= REQUIREMENT =
Search the entries for the word "flower". Copy each line in which it is found.

Records from a data collection
---------------
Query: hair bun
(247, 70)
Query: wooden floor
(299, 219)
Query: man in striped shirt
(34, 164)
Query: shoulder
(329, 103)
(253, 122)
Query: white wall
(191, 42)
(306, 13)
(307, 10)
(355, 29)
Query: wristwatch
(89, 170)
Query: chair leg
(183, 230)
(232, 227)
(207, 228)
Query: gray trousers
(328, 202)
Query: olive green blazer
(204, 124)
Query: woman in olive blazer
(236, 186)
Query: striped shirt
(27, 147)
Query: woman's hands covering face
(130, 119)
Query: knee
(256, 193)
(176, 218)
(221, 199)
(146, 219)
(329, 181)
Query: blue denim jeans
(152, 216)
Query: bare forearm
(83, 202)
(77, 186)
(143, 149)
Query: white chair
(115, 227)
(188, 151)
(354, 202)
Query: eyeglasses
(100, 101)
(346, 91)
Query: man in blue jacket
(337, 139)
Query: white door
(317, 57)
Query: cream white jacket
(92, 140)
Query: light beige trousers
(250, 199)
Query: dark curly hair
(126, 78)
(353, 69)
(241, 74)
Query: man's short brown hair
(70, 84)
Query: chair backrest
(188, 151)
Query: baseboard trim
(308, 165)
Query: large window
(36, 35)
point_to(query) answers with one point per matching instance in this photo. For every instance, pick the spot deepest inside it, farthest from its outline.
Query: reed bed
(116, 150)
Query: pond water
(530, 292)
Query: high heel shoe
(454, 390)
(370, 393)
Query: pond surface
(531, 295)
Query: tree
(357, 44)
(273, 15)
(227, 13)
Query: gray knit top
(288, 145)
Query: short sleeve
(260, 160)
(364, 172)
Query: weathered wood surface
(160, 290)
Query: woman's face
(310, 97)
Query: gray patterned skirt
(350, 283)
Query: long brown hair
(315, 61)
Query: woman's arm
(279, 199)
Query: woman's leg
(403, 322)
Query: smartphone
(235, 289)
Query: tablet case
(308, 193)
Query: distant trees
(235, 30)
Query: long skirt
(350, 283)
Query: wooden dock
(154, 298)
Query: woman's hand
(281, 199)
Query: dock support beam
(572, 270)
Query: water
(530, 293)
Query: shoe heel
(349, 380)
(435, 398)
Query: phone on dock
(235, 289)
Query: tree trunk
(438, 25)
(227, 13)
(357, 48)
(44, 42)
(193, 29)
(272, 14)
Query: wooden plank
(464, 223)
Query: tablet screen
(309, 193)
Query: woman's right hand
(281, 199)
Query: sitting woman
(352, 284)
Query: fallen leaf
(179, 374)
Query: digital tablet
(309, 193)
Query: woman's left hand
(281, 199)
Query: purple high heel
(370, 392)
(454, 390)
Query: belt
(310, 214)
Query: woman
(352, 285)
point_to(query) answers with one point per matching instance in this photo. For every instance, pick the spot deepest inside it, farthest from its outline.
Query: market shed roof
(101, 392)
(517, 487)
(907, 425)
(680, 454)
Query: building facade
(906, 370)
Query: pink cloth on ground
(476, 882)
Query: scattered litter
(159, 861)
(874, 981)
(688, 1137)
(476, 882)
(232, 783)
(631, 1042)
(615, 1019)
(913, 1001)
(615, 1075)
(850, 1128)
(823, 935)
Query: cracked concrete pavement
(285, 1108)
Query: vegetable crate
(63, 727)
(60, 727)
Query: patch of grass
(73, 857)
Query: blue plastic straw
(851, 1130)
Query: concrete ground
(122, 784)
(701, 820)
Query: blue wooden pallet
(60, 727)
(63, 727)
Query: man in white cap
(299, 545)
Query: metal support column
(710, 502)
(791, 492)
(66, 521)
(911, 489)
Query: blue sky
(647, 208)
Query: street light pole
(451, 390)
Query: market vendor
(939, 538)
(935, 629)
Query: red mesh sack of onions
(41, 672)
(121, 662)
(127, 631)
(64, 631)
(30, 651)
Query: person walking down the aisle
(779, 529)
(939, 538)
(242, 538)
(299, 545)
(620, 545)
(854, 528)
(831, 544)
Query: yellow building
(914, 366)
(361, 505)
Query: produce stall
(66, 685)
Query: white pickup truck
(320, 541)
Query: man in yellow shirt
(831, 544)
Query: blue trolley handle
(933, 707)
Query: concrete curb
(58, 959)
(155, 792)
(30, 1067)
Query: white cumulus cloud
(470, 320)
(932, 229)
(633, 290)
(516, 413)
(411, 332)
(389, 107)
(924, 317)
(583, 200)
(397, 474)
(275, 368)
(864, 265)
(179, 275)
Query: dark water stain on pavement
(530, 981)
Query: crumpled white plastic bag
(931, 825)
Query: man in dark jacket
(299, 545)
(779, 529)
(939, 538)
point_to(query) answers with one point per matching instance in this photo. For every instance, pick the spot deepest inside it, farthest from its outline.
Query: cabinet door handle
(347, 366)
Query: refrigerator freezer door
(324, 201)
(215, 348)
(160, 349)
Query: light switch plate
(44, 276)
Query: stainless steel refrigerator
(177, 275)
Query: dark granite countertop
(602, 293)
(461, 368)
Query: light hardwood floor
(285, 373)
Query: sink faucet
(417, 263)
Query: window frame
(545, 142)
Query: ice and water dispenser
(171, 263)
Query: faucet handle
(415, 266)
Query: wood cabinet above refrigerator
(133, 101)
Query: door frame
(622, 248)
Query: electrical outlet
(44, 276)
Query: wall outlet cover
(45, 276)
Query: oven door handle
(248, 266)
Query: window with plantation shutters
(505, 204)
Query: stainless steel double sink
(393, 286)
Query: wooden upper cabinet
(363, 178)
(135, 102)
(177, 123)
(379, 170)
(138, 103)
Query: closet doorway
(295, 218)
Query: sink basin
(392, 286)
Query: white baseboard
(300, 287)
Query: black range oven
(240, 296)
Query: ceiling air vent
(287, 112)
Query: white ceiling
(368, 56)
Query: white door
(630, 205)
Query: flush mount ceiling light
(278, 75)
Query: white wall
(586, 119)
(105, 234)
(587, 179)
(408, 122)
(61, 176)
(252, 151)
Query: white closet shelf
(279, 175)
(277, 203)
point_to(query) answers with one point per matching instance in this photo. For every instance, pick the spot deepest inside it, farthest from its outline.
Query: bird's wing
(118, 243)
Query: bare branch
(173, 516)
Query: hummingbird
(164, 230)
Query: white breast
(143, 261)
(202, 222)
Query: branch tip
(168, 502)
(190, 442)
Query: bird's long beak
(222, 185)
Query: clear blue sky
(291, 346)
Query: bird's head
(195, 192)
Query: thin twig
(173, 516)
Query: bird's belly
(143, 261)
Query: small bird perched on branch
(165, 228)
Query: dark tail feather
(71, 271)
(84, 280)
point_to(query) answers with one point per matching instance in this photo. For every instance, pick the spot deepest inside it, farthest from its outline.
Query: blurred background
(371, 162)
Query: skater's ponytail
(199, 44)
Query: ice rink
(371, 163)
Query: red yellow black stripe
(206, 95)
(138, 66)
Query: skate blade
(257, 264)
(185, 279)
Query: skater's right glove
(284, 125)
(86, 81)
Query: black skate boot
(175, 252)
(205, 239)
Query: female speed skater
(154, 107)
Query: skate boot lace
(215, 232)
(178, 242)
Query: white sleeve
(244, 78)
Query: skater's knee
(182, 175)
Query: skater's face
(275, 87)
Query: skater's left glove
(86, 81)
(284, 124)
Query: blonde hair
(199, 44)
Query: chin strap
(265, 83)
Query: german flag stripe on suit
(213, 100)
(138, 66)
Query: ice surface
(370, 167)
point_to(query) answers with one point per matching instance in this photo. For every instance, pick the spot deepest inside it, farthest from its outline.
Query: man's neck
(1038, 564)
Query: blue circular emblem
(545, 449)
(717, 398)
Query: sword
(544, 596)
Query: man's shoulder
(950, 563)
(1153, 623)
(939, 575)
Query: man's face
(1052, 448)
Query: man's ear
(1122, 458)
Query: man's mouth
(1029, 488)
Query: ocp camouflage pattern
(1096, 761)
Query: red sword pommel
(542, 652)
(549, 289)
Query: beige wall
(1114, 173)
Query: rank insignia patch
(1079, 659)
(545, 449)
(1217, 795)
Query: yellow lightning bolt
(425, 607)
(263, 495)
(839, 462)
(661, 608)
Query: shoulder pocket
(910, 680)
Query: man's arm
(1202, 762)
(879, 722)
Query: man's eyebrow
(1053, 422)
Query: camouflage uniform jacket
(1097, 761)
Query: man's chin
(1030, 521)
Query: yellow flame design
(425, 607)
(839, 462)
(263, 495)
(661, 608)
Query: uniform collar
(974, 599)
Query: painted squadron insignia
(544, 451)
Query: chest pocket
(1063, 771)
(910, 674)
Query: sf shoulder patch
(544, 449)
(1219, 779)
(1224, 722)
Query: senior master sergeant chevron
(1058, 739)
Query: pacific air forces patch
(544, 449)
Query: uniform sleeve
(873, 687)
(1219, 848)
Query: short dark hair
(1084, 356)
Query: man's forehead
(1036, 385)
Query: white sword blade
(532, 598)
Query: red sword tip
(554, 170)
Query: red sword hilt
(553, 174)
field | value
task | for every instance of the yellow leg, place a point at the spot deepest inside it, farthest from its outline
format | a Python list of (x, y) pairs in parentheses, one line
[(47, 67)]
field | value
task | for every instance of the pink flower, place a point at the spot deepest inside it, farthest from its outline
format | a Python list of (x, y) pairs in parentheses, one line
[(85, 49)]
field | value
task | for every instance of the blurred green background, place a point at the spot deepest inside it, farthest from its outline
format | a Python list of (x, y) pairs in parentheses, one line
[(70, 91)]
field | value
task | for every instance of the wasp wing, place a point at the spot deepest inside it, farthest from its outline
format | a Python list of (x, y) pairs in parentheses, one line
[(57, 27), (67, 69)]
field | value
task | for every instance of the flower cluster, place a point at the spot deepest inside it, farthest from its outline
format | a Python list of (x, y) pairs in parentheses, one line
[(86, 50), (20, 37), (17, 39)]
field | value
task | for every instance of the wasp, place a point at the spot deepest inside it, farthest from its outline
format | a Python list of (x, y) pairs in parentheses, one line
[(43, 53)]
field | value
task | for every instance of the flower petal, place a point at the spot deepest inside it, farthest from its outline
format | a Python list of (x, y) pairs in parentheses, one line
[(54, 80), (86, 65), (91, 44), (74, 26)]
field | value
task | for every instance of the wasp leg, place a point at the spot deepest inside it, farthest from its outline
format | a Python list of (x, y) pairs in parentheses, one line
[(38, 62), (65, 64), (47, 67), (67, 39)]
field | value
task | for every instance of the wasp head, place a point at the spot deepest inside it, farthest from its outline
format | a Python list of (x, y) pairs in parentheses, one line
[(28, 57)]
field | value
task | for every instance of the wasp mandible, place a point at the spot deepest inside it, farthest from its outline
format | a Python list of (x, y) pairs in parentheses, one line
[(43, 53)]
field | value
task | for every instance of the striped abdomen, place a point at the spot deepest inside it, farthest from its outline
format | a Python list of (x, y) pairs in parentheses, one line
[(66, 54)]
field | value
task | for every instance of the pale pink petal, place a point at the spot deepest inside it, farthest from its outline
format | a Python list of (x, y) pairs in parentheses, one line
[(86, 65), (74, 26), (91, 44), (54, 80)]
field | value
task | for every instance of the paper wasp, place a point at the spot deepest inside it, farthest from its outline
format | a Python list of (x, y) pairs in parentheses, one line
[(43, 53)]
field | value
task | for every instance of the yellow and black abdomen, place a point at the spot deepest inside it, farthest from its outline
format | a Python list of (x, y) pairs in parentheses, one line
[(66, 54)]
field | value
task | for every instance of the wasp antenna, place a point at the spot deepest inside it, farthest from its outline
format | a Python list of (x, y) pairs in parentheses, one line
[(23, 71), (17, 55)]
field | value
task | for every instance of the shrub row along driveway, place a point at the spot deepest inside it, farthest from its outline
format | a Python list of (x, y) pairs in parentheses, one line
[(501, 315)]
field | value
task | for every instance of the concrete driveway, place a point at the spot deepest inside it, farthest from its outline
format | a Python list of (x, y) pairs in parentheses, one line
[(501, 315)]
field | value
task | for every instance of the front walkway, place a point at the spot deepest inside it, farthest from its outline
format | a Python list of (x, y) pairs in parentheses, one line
---------------
= PROBLEM SOLUTION =
task | for every instance of the pink flower, place a point at the spot deepest inside it, farthest from its outline
task | for every instance of the flower cluster, place a point at the spot deepest inside it, farthest from its outline
task | for every instance of the flower petal, place a point at the spot deepest inside it, farthest from its outline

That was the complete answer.